§ **Exercise brief**:
Write out the full set of records exactly. Any pictures in them do not belong in the copy.

Pointing records:
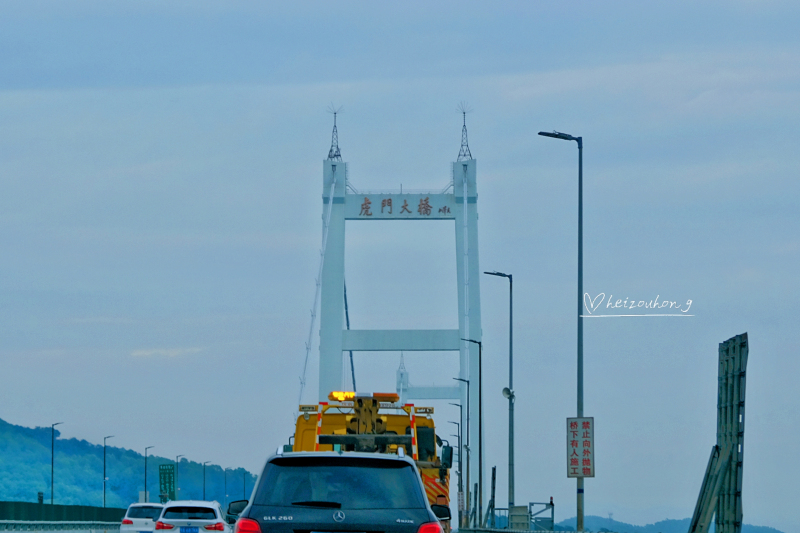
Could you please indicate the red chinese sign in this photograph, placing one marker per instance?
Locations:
(580, 447)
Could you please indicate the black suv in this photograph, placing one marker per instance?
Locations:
(337, 492)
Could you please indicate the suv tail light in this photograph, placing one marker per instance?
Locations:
(430, 527)
(247, 525)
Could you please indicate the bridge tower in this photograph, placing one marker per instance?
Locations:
(343, 203)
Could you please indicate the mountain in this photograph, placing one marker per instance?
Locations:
(25, 471)
(600, 524)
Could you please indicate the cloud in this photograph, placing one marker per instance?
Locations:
(165, 352)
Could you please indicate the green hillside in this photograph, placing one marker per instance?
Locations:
(25, 471)
(600, 524)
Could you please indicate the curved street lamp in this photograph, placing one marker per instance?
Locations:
(579, 140)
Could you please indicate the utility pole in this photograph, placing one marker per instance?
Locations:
(509, 391)
(579, 140)
(145, 473)
(52, 456)
(104, 468)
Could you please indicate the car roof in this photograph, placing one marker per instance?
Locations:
(196, 503)
(346, 455)
(148, 504)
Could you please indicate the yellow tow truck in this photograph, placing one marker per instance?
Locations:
(377, 422)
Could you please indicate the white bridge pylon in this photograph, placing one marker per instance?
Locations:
(347, 204)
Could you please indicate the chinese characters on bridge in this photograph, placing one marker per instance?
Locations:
(580, 447)
(425, 208)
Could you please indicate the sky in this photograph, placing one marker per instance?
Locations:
(160, 223)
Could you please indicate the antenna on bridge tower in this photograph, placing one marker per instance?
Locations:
(464, 153)
(333, 153)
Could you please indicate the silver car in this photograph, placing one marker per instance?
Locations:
(192, 516)
(141, 518)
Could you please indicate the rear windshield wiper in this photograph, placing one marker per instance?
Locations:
(318, 503)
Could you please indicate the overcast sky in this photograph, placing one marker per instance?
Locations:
(160, 185)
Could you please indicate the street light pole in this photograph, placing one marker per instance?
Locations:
(177, 477)
(467, 500)
(509, 393)
(52, 456)
(479, 516)
(460, 464)
(579, 140)
(204, 479)
(104, 468)
(145, 473)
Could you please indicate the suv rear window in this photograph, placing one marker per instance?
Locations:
(190, 513)
(341, 483)
(144, 512)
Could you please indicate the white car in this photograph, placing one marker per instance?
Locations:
(192, 516)
(141, 518)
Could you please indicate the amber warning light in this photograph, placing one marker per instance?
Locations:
(343, 396)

§ **Solution to this exercise**:
Could you please indicate the red chinese sign in this photograph, placing one marker per instance?
Locations:
(580, 447)
Could you please indicate the black suv in this photograph, placing one marker per instance?
Locations:
(337, 492)
Could you please indicate the suv tail light in this photograph, placing one marker per instance?
Locations:
(430, 527)
(247, 525)
Could you please indicate the bridge tower in this photograph, placing one marker per instance?
Locations:
(343, 203)
Could you please indicate the mountain in this photograph, placing one marker per instance?
Locations:
(25, 471)
(600, 524)
Could you please indicate the cloud in this photograph, placing one marker per instance?
Locations:
(165, 352)
Could you please indicate the green hillside in this photograph, placing one marker per instance?
Locations:
(25, 471)
(600, 524)
Could you please indicate the curved street lamp in this photograph, placing one marker per instance?
Locations:
(579, 140)
Could you please indicate the utility pole in this photograph, placing one marker per instance?
Locations:
(509, 391)
(579, 140)
(145, 473)
(52, 456)
(104, 468)
Could you please indicate the car roof in this photograph, placing one marker per instance?
Locations:
(196, 503)
(346, 455)
(148, 504)
Could you please indicate the yellow tow truck in this photograph, placing one marker per instance?
Locations:
(377, 422)
Could you please indicate the white bridge pylon in this photograph, placing one marker per instance?
Locations:
(347, 204)
Could you please indicate the chinese characters on bridge in this photograph, placing one marker per instance?
Locations:
(580, 447)
(425, 208)
Could you please indicate the sky in this photograph, placing one marker per instance?
Locations:
(160, 223)
Could you please indicate the antenna on bridge tower in this photograph, placing one marker per instance?
Locations:
(464, 153)
(333, 153)
Could you please indicate the silver car in this photograph, placing one marker per instance?
Locations:
(192, 516)
(141, 518)
Could you please indicate the rear windshield wiper in this photograph, placing one marker per instance?
Locations:
(318, 503)
Could you please indicate the overcast sky in this photograph, placing one marker per instance?
Locations:
(160, 185)
Could you please indicate the street light pole in this photograph, placing one marker per instance?
Locations:
(177, 477)
(467, 500)
(509, 393)
(52, 456)
(479, 516)
(460, 464)
(579, 140)
(204, 479)
(104, 468)
(145, 473)
Could you please indicate the suv rear window in this photograph, placing one marker per instance?
Locations:
(190, 513)
(341, 483)
(144, 512)
Could you please indicate the white car in this photograph, placing one marker per instance?
Locations:
(192, 516)
(141, 518)
Could you please indicate the amber warning light in this photograph, placing one marker per instance?
Locations:
(343, 396)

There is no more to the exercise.